Exercise:
Write out, unchanged, the lines from the one holding "Where can you see the hazy" to the close of the listing. Both the first and last lines belong in it.

Pointing dataset records:

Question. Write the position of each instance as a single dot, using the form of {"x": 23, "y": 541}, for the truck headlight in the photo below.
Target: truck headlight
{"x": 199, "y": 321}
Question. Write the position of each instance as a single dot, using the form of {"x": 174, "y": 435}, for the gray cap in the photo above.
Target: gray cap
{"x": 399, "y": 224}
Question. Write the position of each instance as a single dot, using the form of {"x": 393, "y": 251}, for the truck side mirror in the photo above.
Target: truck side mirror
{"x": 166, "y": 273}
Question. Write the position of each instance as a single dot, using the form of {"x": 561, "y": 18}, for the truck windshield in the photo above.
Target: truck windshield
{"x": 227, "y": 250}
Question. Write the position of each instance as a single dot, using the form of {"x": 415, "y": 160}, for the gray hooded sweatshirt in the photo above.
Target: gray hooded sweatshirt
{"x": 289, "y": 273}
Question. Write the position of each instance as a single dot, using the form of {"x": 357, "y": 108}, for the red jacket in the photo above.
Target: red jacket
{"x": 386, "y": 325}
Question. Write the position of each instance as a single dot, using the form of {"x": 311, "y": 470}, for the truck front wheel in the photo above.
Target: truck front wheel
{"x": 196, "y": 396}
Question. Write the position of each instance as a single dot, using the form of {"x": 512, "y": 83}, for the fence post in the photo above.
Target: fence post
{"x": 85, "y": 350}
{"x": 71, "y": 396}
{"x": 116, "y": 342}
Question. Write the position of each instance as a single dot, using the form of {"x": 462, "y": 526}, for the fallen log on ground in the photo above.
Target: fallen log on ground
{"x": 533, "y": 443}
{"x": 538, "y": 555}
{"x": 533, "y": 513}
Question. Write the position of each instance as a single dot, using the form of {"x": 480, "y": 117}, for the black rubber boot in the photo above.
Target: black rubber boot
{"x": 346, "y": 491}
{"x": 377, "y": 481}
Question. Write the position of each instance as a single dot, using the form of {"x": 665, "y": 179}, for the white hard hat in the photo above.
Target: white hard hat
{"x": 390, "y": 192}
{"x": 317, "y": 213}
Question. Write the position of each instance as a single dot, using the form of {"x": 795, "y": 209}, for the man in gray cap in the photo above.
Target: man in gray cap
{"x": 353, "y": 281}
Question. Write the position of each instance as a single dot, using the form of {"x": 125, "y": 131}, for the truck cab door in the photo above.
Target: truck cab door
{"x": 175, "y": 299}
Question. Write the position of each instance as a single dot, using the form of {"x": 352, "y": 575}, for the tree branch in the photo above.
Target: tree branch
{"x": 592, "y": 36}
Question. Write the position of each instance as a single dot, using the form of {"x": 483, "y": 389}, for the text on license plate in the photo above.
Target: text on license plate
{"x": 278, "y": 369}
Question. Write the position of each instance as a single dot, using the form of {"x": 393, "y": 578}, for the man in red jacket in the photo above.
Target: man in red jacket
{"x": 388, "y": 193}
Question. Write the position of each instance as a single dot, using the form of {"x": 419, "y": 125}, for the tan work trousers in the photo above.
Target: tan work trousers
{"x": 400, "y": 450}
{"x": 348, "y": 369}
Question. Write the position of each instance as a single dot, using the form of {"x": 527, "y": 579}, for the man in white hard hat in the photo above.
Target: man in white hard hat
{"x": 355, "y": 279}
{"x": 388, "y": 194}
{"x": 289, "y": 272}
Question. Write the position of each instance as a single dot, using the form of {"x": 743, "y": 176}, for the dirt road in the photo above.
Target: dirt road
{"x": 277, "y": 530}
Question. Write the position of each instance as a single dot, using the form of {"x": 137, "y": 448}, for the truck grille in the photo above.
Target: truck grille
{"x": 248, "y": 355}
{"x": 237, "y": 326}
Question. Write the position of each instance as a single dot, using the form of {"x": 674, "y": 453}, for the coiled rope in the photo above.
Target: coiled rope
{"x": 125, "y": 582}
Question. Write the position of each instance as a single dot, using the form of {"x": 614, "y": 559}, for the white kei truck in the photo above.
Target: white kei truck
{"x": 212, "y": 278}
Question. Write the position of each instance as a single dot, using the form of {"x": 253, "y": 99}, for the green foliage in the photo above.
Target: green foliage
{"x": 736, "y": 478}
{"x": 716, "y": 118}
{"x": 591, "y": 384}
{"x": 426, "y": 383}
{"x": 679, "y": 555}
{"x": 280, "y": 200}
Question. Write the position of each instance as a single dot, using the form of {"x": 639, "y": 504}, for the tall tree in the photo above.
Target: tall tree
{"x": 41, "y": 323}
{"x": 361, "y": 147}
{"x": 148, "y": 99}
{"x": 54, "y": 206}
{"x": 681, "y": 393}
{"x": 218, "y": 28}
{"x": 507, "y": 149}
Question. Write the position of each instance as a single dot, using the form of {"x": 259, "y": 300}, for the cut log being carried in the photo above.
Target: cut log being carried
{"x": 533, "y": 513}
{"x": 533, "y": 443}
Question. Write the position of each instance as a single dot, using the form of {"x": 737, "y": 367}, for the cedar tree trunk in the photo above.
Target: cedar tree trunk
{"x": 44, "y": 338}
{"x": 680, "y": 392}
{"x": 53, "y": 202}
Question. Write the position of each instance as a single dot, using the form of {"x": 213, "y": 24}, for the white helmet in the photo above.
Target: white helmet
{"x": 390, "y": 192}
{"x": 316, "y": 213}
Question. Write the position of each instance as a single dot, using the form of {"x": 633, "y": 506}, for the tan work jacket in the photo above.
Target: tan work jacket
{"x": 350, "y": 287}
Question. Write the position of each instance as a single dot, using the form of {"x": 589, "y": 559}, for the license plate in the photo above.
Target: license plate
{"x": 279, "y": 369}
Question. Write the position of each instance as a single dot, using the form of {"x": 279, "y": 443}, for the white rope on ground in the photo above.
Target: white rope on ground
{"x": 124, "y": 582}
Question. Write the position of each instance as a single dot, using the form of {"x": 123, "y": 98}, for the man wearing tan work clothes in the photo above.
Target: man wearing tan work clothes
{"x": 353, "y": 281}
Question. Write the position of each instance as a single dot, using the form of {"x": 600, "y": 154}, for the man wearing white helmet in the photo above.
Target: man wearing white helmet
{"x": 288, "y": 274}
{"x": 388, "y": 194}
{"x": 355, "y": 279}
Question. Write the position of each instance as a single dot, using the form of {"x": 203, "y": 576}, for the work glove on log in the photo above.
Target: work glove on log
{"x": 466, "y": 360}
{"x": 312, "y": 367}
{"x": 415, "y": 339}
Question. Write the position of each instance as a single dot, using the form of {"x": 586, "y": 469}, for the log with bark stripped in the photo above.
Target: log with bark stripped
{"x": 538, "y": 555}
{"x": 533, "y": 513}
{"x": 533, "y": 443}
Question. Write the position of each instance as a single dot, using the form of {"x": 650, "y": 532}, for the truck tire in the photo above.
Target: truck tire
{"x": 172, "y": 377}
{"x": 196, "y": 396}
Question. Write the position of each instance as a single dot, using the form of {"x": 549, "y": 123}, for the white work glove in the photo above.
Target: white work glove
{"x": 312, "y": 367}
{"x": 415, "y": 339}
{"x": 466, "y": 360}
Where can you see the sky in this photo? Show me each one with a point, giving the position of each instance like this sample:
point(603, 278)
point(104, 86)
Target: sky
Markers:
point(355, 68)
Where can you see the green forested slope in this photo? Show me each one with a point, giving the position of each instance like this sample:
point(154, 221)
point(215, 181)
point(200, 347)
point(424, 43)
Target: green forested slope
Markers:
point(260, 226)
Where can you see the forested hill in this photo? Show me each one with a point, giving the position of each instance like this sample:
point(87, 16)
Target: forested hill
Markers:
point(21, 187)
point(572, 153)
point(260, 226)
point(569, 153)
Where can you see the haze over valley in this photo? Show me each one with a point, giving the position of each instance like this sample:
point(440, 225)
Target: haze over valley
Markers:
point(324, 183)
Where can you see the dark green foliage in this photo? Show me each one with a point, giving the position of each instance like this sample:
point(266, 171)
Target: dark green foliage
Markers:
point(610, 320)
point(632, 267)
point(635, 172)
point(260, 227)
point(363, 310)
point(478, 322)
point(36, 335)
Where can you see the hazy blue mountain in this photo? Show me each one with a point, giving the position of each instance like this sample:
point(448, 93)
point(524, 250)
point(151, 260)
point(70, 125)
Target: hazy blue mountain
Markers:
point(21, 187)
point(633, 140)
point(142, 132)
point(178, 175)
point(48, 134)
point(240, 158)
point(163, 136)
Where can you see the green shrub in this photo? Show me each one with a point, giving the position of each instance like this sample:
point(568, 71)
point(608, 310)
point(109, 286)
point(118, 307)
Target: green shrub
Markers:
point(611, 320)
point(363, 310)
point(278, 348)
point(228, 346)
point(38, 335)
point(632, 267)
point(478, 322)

Response for this exercise:
Where can you see the hazy blue mountain in this photo? Show me each one with a point, giving the position of each instance like this sample:
point(448, 93)
point(524, 250)
point(151, 260)
point(70, 125)
Target: hazy blue mountain
Markers:
point(21, 187)
point(633, 140)
point(142, 132)
point(178, 175)
point(48, 134)
point(240, 158)
point(163, 136)
Where can you see the green shrub in this photo? Show me each one with a point, giving the position of each instance like this sample:
point(568, 71)
point(608, 310)
point(109, 286)
point(118, 307)
Target: green shrub
Markers:
point(611, 320)
point(363, 310)
point(278, 348)
point(228, 346)
point(38, 335)
point(632, 267)
point(478, 322)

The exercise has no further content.